18. The process-readable medium of claim 17 wherein said code to
retrieve data indicative of stationary objects that are anticipated
to be detectable at a current orientation and location of said
vehicle, further comprises code to retrieve said data from a
database.
19. The process-readable medium of claim 17 wherein said code to
retrieve data indicative of stationary objects that are anticipated
to be detectable at a current orientation and location of said
vehicle, further comprises code to download said data from said
database.
20. The process-readable medium of claim 17 wherein said code to
determine an orientation and a location of a vehicle, further
comprises code to determine said orientation and said location of
said vehicle utilizing at least one GPS sensor.
Description
CROSS-REFERENCE TO PROVISIONAL APPLICATION
[0001] This application clams priority under 35 U.S.C. 119(e) to
U.S. Provisional Patent Application Ser. No. 61/708,112, entitled
"Visibility Improvement in Bad Weather Using Enhanced Reality,"
which was filed on Oct. 1, 2012 the disclosure of which is
incorporated herein by reference in its entirety.
TECHNICAL FIELD
[0002] Embodiments are generally related to data-processing methods
and systems and processor-readable media. Embodiments are also
related to visibility for automobile safety.

### The tasks
1. Reproduce part of the patent excerpt word for word, beginning at the words that contain "20. The process-readable" and stopping after "one GPS sensor.".
2. Answer these questions using the patent excerpt:
(a) What is the title of the provisional patent application?
(b) On what date was that provisional application filed?
(c) According to claim 20, what is used to determine the vehicle's orientation and location?
3. List the numbers of all claims that are given in full in the patent excerpt.

### Bounding box annotation lines

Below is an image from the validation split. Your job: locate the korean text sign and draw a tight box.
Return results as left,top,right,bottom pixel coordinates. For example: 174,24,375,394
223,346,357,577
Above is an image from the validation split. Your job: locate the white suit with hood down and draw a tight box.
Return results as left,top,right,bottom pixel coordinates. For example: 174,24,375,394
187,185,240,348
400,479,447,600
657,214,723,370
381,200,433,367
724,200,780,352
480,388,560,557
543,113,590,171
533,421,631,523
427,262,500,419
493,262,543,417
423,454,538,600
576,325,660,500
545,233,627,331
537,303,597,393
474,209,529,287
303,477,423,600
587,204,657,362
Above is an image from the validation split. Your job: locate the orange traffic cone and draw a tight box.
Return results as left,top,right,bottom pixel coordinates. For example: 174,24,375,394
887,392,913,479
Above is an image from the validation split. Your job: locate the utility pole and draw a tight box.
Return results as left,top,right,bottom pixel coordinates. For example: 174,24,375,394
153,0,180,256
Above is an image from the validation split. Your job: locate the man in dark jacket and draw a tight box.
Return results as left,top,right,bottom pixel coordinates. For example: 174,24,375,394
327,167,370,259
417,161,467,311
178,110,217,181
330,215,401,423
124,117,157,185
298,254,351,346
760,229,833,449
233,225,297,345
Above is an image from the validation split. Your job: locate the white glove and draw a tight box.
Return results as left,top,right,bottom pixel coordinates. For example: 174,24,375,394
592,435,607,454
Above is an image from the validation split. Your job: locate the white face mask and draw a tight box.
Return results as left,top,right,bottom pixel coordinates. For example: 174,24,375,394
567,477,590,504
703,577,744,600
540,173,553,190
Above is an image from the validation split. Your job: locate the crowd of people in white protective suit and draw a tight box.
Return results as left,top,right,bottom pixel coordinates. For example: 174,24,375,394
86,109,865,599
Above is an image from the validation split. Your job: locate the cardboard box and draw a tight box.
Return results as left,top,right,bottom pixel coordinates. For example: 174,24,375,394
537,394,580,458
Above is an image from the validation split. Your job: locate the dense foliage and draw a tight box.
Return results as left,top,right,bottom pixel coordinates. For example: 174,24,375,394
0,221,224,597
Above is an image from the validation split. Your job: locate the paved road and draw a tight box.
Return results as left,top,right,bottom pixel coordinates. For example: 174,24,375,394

### Worked solutions
1.
20. The process-readable medium of claim 17 wherein said code to
determine an orientation and a location of a vehicle, further
comprises code to determine said orientation and said location of
said vehicle utilizing at least one GPS sensor.

2.
(a) "Visibility Improvement in Bad Weather Using Enhanced Reality"
(b) Oct. 1, 2012
(c) At least one GPS sensor

3. 18, 19, 20